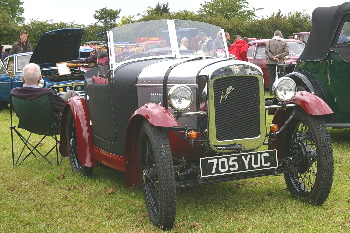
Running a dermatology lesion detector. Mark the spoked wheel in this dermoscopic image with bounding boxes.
[139,122,176,230]
[284,108,333,205]
[66,111,93,176]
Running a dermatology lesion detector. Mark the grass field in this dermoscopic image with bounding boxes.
[0,110,350,232]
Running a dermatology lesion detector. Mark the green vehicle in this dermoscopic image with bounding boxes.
[287,2,350,128]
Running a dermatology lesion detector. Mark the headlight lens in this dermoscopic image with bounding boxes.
[168,85,193,111]
[38,79,45,88]
[272,77,296,102]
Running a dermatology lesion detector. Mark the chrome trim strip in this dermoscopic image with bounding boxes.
[265,104,296,109]
[182,111,207,116]
[135,83,198,88]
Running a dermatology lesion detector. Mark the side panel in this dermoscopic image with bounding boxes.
[60,96,97,167]
[291,91,333,115]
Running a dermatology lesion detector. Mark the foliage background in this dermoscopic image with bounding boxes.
[0,0,311,46]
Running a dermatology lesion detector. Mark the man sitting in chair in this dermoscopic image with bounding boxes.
[10,63,76,121]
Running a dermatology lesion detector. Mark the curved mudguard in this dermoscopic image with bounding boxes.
[60,96,97,167]
[125,103,179,187]
[291,91,333,115]
[269,91,333,157]
[131,103,179,127]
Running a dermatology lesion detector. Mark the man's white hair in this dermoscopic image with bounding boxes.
[22,63,41,85]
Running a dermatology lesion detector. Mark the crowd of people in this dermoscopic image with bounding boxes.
[0,27,289,98]
[0,30,33,60]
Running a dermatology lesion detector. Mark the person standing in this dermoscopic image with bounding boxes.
[265,30,289,94]
[225,32,232,48]
[0,43,9,61]
[228,35,249,61]
[10,30,33,55]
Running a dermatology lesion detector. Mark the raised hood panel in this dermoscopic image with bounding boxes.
[30,28,83,64]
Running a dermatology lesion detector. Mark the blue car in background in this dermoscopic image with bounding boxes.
[0,28,86,108]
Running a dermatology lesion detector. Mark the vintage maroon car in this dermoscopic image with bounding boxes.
[248,39,305,88]
[60,20,333,230]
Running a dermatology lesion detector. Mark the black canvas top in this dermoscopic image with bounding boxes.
[298,2,350,61]
[30,28,83,64]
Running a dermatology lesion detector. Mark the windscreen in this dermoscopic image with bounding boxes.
[109,20,228,63]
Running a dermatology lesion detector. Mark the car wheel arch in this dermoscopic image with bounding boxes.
[60,96,98,167]
[286,72,315,93]
[124,103,178,187]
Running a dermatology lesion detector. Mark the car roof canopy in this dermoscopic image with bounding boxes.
[30,28,83,64]
[299,2,350,61]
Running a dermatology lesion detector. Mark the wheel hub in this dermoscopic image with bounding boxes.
[293,142,309,173]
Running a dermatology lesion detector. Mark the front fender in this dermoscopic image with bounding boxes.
[60,96,97,167]
[125,103,179,187]
[291,91,333,115]
[131,103,179,127]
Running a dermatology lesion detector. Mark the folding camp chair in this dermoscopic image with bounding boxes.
[10,93,62,166]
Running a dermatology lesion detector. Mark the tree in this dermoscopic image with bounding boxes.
[198,0,259,21]
[94,7,121,31]
[147,2,170,16]
[118,15,135,26]
[139,2,172,21]
[0,0,24,23]
[23,20,83,46]
[0,12,19,44]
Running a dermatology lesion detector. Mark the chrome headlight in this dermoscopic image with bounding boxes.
[38,79,45,88]
[168,85,193,111]
[272,77,296,102]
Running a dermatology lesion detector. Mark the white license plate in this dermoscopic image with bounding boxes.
[200,150,278,177]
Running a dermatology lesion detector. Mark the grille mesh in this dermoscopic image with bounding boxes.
[214,76,260,141]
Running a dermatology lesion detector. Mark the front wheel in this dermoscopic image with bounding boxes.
[139,122,176,230]
[284,107,333,205]
[66,111,93,176]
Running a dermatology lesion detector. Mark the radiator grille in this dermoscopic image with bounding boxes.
[214,76,260,141]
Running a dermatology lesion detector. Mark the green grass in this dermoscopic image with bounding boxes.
[0,110,350,232]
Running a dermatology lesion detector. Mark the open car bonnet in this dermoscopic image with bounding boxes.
[30,28,83,64]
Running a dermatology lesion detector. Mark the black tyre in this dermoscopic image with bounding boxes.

——

# Set task:
Transcribe all the records above word for word, without their images.

# Task output:
Running a dermatology lesion detector. Mark the spoked wheel in this dermoscopic image with bounding boxes.
[139,122,176,230]
[284,108,333,205]
[66,111,93,176]
Running a dermatology lesion detector. Mark the grass field in this dermoscopic image with bounding boxes.
[0,110,350,232]
Running a dermatology lesion detector. Mark the green vehicle in this dermoscopic image with bounding boxes.
[287,2,350,128]
Running a dermatology lesion detector. Mark the headlight lens in this dermoscopic image with bounding boxes.
[168,85,193,111]
[38,79,45,88]
[272,77,296,102]
Running a dermatology lesion detector. Mark the chrome trim strip in this dermoscopic image with bounding boxes.
[265,104,296,109]
[182,111,207,116]
[135,83,198,88]
Running a dermatology lesion detector. Mark the side panel in this dermoscopic image with bounding boxes.
[60,96,97,167]
[291,91,333,115]
Running a dermatology lesion detector. Mark the foliage background in this dermoscopic image with bounding boxes.
[0,0,311,46]
Running a dermatology lesion detector. Mark the man sitting in chair in this dermoscopic image with bounding boxes.
[10,63,76,121]
Running a dermatology lesion detector. Mark the curved mudguard in this dermoscopic image with bounding boxes.
[60,96,97,167]
[125,103,179,187]
[291,91,333,115]
[269,91,333,157]
[131,103,179,127]
Running a dermatology lesion detector. Mark the man's white hair in this dermoscopic image with bounding boxes.
[22,63,41,85]
Running a dermatology lesion detector. Mark the crowd of people in this dermoscopic image with bounding boxes.
[0,27,289,98]
[0,30,33,60]
Running a dermatology lesion detector. Mark the person standing in this dermoscopic image with bounding boxes.
[265,30,289,94]
[225,32,232,48]
[0,43,9,61]
[228,35,249,61]
[10,30,33,55]
Running a dermatology lesion detector. Mark the raised hood panel in this dermoscopic image with bounding boxes.
[30,28,83,64]
Running a dermatology lesion detector. Mark the blue car in background in this dermoscopic image with bounding boxes.
[0,28,86,108]
Running a dermatology lesion detector. Mark the vintage maroon car in this dermoscopic image with bounding boxes.
[248,39,305,88]
[60,20,333,230]
Running a dermatology lesion detector. Mark the black canvas top in this dermoscopic image with bounding boxes.
[298,2,350,61]
[30,28,83,64]
Running a dermatology lesion detector. Mark the windscreen in this dermoscopic image with bounding boxes.
[109,20,228,63]
Running a dermatology lesion detector. Mark the car wheel arch in this dermoscopic image with bounding boxes.
[60,96,98,167]
[286,72,315,93]
[124,103,178,187]
Running a dermatology lesion detector. Mark the car roof canopy in this dermoscopic image with bounding boxes.
[30,28,83,64]
[299,2,350,61]
Running a dermatology lesion detector. Mark the wheel hub in this dermoscopic image with bounding boxes.
[293,142,309,173]
Running a dermatology lesion detector. Mark the front fender in this dermoscopic image with bounding boxes.
[60,96,97,167]
[125,103,179,187]
[291,91,333,115]
[131,103,179,127]
Running a dermatology lesion detector. Mark the folding camp chair in this dermoscopic image with bounding boxes.
[10,93,62,166]
Running a dermatology lesion detector. Mark the tree in this dermoscopic image with bounding boxes.
[198,0,259,21]
[94,7,121,31]
[147,2,170,16]
[118,15,135,26]
[139,2,172,21]
[0,0,24,23]
[23,20,83,46]
[0,12,19,44]
Running a dermatology lesion detector. Mark the chrome headlight in this dermoscopic image with bounding boxes.
[38,79,45,88]
[168,85,193,111]
[272,77,296,102]
Running a dermatology lesion detector. Mark the white license plate in this dermoscopic image with bounding boxes.
[200,150,278,177]
Running a dermatology lesion detector. Mark the grille mesh in this dermoscopic image with bounding boxes.
[214,76,260,141]
Running a dermatology lesion detector. Mark the front wheel in this dermoscopic image with bounding boxes.
[139,122,176,230]
[284,107,333,205]
[66,111,93,176]
Running a dermatology lesion detector. Mark the radiator grille in this dermoscopic image with bounding boxes.
[214,76,260,141]
Running a dermatology lesion detector. Mark the green grass in this dermoscopic image with bounding boxes.
[0,110,350,232]
Running a dermatology lesion detector. Mark the open car bonnet in this dermoscopic image with bounding boxes.
[30,28,83,64]
Running a dermatology lesion detector. Mark the black tyre in this dermoscopic image with bounding boxes.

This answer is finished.